>> START

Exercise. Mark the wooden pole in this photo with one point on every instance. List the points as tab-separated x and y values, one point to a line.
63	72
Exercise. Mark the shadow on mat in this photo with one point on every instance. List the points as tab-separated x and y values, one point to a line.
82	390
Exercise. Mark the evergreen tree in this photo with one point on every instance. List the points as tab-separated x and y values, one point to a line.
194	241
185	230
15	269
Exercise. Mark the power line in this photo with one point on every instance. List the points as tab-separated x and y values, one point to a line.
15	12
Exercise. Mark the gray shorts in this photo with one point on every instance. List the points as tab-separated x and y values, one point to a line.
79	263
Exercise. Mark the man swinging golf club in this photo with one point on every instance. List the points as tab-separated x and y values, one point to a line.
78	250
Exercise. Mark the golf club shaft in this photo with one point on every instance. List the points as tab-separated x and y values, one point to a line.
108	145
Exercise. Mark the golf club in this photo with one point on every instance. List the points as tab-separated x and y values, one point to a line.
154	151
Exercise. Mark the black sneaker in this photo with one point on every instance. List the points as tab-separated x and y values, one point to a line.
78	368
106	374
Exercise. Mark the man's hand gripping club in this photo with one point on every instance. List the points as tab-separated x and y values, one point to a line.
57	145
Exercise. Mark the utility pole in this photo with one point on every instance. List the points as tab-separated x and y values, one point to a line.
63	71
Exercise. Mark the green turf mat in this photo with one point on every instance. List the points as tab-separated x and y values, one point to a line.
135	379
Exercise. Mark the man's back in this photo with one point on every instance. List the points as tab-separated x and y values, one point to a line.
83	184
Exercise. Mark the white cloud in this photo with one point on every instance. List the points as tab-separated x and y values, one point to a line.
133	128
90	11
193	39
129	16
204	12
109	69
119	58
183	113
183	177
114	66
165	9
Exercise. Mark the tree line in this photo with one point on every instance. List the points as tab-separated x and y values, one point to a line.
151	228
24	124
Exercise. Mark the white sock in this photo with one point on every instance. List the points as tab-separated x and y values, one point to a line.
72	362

>> END

WHAT YOU HAVE TO DO: Your task is to quote the listing above word for word.

TASK RESULT:
Exercise. Mark the wooden pole in this photo with one point on every instance. List the points as tab-separated x and y values, one point to a line.
63	72
Exercise. Mark the shadow on mat in this photo with one point on every instance. List the points as tab-separated x and y values, one point to a line.
82	390
Exercise. Mark the evergreen tree in this photo with one point on every instance. List the points as tab-separated x and y values, one point to a line.
194	241
185	230
15	269
Exercise. Mark the power line in this photo with one point on every instance. List the points as tab-separated x and y values, one point to a line.
15	12
Exercise. Mark the gray shorts in this photo with one point on every instance. List the points as tab-separated x and y values, one point to a line.
79	263
Exercise. Mark the man swinging golf club in this photo with one point on every instance. List the points as tab-separated x and y values, one point to a line.
78	250
Exercise. Mark the golf club shaft in this photo with one point on every instance. List the points as tab-separated x and y values, one point to a line.
108	145
Exercise. Mark the golf club in this photo with one point on every instance. List the points as tab-separated x and y values, one point to a line.
154	151
Exercise. Mark the black sneaker in this photo with one point on every instance. List the points as tab-separated x and y values, one point to a line.
78	368
106	374
Exercise. Mark the man's hand gripping club in this photo with one point on every instance. List the points as tab-separated x and y values, one point to a line.
57	145
Exercise. Mark the utility pole in this photo with one point on every instance. List the points as tab-separated x and y values, one point to a line.
63	71
Exercise. Mark the green turf mat in this photo with one point on every instance. List the points as tab-separated x and y values, one point to a line.
135	379
Exercise. Mark the man's back in this photo with one point on every instance. List the points as tab-separated x and y values, one point to a line.
83	184
Exercise. Mark the white cloud in this photo with one point on every instance. List the points as tab-separated x and y values, one point to a line.
133	128
90	11
193	39
129	16
204	12
109	69
119	58
183	113
183	177
114	66
165	9
Exercise. Mark the tree line in this photo with one point on every instance. List the points as tab-separated x and y values, one point to a line.
151	228
24	124
Exercise. Mark the white sock in this photo with one point on every instance. List the points as tab-separated x and y values, one point to a line.
72	362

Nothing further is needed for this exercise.